DATA EXTRACTS: Begin

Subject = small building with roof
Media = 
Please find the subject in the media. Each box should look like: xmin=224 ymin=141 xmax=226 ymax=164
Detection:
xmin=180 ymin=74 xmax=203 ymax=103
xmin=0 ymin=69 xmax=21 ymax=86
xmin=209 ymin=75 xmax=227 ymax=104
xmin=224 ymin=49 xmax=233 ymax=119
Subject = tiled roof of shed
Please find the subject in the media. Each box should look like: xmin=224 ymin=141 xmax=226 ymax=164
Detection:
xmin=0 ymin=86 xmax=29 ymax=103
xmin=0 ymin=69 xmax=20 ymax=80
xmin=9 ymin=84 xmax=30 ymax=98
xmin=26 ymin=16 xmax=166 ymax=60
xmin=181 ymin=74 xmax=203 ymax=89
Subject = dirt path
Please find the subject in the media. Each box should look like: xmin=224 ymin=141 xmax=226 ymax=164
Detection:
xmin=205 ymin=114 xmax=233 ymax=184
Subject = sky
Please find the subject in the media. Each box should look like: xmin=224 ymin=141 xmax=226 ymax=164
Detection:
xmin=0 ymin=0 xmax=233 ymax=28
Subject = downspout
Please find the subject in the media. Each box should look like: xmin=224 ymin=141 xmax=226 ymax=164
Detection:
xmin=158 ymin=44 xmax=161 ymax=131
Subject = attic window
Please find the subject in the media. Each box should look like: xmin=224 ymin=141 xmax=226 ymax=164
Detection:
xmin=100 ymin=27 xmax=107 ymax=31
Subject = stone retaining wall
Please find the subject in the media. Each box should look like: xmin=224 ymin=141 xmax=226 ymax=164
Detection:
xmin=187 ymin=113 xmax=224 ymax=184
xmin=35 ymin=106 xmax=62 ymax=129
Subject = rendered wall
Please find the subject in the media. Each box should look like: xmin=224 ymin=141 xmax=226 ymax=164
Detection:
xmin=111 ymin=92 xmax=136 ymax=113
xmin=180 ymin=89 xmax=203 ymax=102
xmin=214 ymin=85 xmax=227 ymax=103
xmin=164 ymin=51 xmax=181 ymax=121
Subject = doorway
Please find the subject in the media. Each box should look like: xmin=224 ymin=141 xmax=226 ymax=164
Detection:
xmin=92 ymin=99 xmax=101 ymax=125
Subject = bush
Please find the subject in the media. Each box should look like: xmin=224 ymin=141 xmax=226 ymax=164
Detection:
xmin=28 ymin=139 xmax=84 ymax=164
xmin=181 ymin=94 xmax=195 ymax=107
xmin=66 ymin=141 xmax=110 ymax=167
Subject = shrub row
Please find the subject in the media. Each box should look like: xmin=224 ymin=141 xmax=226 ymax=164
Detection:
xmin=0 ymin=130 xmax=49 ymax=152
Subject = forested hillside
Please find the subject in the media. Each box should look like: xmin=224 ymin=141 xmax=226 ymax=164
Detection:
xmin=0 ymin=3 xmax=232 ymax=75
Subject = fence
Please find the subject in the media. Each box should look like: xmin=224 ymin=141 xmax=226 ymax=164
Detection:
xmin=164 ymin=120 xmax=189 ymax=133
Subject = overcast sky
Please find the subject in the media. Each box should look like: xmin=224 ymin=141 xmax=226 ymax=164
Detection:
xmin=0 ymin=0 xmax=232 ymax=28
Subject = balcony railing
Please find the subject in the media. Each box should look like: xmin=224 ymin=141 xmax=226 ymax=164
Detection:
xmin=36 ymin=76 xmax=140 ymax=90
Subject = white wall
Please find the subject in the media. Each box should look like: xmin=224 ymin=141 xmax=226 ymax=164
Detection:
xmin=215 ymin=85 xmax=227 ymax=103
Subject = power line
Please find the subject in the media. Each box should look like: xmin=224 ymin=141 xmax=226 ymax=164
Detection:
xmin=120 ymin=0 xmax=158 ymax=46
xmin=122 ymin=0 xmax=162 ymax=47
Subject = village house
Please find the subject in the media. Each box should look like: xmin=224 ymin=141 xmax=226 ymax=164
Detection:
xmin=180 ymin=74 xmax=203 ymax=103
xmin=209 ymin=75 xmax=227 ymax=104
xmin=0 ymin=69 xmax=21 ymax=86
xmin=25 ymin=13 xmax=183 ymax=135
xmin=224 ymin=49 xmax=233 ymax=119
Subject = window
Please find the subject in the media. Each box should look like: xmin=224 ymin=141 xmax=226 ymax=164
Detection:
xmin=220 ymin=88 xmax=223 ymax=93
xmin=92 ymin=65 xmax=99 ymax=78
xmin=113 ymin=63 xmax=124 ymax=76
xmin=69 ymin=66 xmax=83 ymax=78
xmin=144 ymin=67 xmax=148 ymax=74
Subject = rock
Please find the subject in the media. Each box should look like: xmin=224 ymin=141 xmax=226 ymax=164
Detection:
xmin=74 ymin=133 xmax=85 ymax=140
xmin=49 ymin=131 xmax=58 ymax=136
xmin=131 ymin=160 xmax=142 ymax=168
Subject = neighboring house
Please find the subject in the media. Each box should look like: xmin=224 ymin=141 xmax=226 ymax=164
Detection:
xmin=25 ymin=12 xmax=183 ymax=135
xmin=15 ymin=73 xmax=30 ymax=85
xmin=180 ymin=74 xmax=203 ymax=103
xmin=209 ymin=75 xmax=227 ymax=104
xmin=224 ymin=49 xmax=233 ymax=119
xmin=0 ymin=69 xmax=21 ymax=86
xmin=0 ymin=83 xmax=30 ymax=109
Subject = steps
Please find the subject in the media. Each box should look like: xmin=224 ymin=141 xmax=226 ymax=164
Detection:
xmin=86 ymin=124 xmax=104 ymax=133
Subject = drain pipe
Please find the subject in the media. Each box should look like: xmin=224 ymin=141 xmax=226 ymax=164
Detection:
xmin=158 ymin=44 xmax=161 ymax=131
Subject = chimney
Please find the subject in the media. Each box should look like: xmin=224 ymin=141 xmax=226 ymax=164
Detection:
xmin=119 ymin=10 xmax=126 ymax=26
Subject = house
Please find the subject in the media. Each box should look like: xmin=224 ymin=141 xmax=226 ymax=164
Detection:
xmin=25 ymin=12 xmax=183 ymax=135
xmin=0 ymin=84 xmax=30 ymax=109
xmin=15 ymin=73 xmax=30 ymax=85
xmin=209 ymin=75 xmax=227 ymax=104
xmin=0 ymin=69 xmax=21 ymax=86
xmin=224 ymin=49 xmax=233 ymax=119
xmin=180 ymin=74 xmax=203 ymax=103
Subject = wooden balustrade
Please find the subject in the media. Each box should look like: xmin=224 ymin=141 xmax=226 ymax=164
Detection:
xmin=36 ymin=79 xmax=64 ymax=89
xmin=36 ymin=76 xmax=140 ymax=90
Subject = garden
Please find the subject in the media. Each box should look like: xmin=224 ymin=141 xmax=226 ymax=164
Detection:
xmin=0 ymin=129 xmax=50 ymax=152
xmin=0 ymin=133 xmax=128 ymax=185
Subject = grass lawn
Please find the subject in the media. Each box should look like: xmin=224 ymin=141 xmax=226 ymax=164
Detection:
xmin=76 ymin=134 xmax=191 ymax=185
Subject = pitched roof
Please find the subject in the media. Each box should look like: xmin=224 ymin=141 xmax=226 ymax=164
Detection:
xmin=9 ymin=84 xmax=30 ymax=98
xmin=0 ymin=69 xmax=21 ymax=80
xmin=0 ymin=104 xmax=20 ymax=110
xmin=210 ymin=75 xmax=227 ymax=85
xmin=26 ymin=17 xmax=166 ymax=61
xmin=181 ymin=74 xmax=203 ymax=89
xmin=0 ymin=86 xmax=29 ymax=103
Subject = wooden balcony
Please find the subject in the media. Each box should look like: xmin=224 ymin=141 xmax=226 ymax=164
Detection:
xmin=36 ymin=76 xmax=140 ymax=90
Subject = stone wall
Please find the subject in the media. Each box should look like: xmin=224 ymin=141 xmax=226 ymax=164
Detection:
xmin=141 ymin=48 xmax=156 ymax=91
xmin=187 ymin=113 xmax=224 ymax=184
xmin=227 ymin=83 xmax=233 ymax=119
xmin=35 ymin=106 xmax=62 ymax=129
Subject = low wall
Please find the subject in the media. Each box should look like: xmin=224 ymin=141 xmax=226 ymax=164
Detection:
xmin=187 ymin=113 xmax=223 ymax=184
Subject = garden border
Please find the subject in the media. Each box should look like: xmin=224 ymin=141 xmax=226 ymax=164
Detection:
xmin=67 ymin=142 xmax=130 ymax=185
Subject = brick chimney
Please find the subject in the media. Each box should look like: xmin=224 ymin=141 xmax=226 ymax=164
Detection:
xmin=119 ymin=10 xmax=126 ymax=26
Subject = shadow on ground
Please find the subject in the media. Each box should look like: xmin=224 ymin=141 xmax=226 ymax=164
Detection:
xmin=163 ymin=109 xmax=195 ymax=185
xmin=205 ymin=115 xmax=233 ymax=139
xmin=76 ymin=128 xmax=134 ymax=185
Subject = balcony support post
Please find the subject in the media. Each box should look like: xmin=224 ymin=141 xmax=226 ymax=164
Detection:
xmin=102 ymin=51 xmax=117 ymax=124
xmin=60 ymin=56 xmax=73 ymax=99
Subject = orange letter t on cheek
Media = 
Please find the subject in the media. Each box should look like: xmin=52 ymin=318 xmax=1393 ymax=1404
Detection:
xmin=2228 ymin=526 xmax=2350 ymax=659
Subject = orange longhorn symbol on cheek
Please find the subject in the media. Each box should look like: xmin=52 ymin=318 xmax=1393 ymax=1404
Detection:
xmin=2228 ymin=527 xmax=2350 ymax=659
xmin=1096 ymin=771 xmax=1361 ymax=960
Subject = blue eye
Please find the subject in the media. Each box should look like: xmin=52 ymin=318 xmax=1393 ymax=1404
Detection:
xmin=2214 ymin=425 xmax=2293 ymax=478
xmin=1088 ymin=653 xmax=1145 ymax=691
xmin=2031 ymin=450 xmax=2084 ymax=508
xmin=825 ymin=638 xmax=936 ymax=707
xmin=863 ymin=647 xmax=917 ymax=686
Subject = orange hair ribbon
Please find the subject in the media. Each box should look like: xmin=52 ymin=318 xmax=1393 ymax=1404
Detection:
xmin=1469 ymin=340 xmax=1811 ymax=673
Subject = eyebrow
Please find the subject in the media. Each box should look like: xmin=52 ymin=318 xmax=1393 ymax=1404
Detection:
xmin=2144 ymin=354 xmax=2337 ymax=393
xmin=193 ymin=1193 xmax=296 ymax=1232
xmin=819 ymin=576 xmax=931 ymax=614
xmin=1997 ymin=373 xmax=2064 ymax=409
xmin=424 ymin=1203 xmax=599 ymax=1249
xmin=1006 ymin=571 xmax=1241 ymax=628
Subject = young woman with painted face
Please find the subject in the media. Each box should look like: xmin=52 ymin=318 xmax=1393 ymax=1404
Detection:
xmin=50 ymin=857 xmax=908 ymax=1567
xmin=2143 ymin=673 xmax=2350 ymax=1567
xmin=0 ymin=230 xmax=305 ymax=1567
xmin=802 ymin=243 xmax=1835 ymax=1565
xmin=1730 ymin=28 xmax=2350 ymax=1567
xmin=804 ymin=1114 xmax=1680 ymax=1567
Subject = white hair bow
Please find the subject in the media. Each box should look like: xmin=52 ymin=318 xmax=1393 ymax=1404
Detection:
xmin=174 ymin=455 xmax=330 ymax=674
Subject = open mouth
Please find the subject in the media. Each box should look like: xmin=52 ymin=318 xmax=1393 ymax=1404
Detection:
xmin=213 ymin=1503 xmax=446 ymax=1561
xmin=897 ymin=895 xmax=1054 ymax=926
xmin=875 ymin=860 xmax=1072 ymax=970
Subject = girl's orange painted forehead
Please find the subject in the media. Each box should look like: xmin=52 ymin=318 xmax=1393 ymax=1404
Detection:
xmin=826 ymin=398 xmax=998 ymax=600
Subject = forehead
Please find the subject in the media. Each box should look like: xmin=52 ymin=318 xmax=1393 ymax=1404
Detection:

DATA EXTRACTS: End

- [PROBLEM DESCRIPTION]: Looking at the listing above, count each line that contains the word "orange" and write the number with nothing else.

- [RESPONSE BOX]: 4